◆ **CO NALEŻY ZROBIĆ**
Przesuń o -135 obie współrzędne każdego punktu w odpowiedziach i podaj ponownie wszystkie wiersze listingu poniżej, łącznie z poleceniami. Liczby w przykładach formatu pozostaw bez zmian, a obrazy pomiń.

◆ **POKAZANE WPISY**
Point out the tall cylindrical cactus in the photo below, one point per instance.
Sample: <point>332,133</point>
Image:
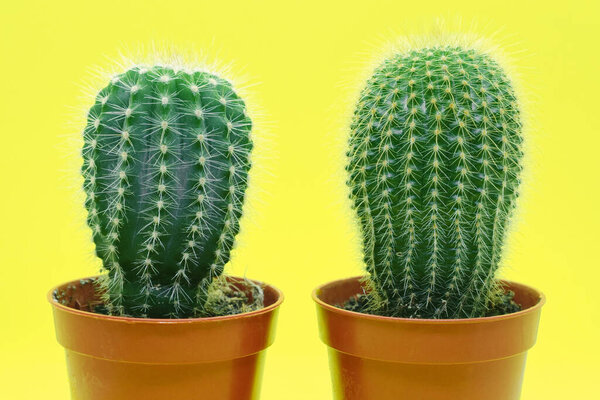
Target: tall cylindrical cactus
<point>434,163</point>
<point>166,160</point>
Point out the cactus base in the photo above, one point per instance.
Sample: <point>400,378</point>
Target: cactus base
<point>118,358</point>
<point>383,358</point>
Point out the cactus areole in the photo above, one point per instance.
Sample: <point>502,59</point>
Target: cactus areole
<point>165,163</point>
<point>433,168</point>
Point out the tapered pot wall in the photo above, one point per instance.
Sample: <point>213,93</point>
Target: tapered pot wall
<point>132,358</point>
<point>373,357</point>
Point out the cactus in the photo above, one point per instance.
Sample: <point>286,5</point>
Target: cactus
<point>433,168</point>
<point>166,160</point>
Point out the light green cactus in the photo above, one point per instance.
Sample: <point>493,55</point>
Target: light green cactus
<point>434,164</point>
<point>166,160</point>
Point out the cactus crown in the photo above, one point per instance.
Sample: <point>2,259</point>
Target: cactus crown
<point>434,163</point>
<point>166,160</point>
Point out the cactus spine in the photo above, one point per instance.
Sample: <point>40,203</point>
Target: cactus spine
<point>434,164</point>
<point>166,159</point>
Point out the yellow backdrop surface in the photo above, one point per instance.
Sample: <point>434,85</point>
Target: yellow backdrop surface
<point>305,60</point>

◆ **ROZWIĄZANIE ZADANIA**
Point out the tall cylindrical cactus in the photo below, one point per instance.
Sample: <point>332,133</point>
Image:
Target: tall cylindrical cactus
<point>299,28</point>
<point>31,25</point>
Point out the cactus base in the photo above, one point per instance.
Sample: <point>400,378</point>
Target: cactus base
<point>-17,223</point>
<point>248,223</point>
Point out the cactus areole in the photo above, one point per instance.
Sample: <point>502,59</point>
Target: cactus areole
<point>30,28</point>
<point>298,33</point>
Point out the tapered pot wall in the photo above, one point per instance.
Sample: <point>213,93</point>
Target: tapered pot wall
<point>-3,223</point>
<point>238,222</point>
Point out the cactus in the photo above, one point per instance.
Sample: <point>286,5</point>
Target: cactus
<point>298,33</point>
<point>31,25</point>
Point out the light green cactus in the photo above, one point per instance.
Sample: <point>493,55</point>
Target: light green cactus
<point>299,29</point>
<point>31,25</point>
Point out the cactus crown in the photo above, one point per instance.
Sample: <point>2,259</point>
Target: cactus crown
<point>299,28</point>
<point>31,25</point>
Point out the cactus spine in the photo above, one point per instance.
Sample: <point>40,203</point>
Target: cactus spine
<point>299,29</point>
<point>31,24</point>
Point out the yellow backdrop surface in the photo above, one point per instance.
Sample: <point>434,85</point>
Target: yellow backdrop surface
<point>170,-75</point>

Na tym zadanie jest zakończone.